┌─ EXTRAIT SOURCE
Le meurtre d'un commandant des gardes suisses

Encore quelques siècles plus tard et l'argent, toujours, se retrouve aux sources de l'affaire de la banque Ambrosiano, qui recyclait l'argent de la mafia. En 1982, cette filiale de l'Institut pour les oeuvres de religion (IOR), la banque du Vatican, fait faillite. Roberto Calvi, son directeur, est retrouvé pendu la même année sous le pont Blackfriars à Londres.

Un commandant des gardes suisses, Alois Estermann, connaîtra lui aussi un funeste destin. En 1998, il est abattu avec sa femme dans leur appartement du Vatican par un de ses hommes, qui se suicide ensuite. Acte désespéré d'un soldat brimé? Bavure d'un service d'espionnage étranger? Drame de l'infidélité? Le mystère reste entier.

De quelque ordre qu'elles soient, les turpitudes du pape et de sa cour entrent en collision avec le discours moral «exigeant» de l'Eglise, avec comme conséquence d'en «éloigner une partie» d'entre eux, note Martin Dumont. C'est ce qui s'est produit lorsque Martin Luther, dénonçant dans l'Eglise «une Babylone» affranchie de sa mission, provoqua le schisme qui devait voir naître le protestantisme au XVIe siècle.
└─
┌─ INFORMATIONS EXTRAITES
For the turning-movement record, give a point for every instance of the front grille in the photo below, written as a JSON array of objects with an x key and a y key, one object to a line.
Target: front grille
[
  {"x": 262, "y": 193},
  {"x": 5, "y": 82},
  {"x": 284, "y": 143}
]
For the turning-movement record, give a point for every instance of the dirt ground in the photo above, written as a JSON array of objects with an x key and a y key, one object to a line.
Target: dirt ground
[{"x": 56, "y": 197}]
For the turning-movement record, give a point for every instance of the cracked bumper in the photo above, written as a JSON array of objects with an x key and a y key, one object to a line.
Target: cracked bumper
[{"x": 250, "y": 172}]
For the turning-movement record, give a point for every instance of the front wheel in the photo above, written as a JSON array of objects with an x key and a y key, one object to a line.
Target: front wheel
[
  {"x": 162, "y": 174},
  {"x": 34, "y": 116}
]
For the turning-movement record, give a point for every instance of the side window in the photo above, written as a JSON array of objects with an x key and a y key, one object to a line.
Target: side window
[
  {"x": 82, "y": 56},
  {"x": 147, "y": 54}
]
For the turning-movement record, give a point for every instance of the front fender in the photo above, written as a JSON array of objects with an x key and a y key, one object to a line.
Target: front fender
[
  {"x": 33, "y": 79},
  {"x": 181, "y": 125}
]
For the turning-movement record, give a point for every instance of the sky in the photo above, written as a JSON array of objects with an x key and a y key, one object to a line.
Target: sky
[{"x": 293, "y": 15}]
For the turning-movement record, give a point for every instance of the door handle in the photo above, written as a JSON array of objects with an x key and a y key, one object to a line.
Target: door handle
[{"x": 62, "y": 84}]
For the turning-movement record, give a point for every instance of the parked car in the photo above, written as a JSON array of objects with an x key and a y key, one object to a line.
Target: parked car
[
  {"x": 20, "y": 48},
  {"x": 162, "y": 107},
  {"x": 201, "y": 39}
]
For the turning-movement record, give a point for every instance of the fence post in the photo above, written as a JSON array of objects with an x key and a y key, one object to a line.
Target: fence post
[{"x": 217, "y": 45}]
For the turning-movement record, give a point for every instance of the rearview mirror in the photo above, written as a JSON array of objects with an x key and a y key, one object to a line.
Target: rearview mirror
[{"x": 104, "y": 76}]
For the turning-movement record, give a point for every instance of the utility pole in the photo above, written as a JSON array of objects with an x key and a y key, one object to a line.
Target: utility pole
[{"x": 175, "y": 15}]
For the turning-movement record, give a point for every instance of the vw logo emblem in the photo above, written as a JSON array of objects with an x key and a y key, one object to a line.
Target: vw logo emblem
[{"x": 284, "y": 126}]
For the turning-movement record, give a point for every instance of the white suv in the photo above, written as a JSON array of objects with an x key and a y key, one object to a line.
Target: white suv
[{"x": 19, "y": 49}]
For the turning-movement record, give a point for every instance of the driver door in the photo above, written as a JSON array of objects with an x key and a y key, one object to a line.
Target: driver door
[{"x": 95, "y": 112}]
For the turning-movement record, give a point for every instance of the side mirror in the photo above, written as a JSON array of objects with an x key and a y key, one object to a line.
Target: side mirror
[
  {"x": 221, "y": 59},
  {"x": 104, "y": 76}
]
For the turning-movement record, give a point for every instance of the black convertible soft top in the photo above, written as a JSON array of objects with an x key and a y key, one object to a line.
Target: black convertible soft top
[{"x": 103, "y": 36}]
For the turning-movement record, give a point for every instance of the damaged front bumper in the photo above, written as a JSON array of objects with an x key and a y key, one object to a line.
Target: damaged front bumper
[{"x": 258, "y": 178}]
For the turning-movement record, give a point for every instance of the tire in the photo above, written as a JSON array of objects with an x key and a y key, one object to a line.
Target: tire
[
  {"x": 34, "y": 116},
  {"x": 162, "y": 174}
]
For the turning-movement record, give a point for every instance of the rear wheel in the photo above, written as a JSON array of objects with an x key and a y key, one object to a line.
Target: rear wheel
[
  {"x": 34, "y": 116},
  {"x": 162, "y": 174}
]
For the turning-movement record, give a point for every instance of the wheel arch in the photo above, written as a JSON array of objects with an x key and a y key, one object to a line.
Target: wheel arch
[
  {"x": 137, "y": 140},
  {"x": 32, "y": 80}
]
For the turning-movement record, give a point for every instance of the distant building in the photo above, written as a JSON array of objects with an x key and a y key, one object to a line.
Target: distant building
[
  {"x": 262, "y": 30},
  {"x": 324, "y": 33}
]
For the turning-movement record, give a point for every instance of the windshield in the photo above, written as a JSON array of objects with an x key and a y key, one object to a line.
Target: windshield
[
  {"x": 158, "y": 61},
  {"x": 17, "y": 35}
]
└─
**OBJECTIF:**
Réécris sous forme de liste le paragraphe de l'extrait qui commence par « Encore quelques siècles plus tard », en conservant ses faits principaux.

**RÉSULTAT:**
- L'argent se retrouve aux sources de l'affaire de la banque Ambrosiano, qui recyclait l'argent de la mafia.
- Cette banque était une filiale de l'Institut pour les oeuvres de religion (IOR), la banque du Vatican.
- Elle fait faillite en 1982.
- La même année, son directeur, Roberto Calvi, est retrouvé pendu sous le pont Blackfriars à Londres.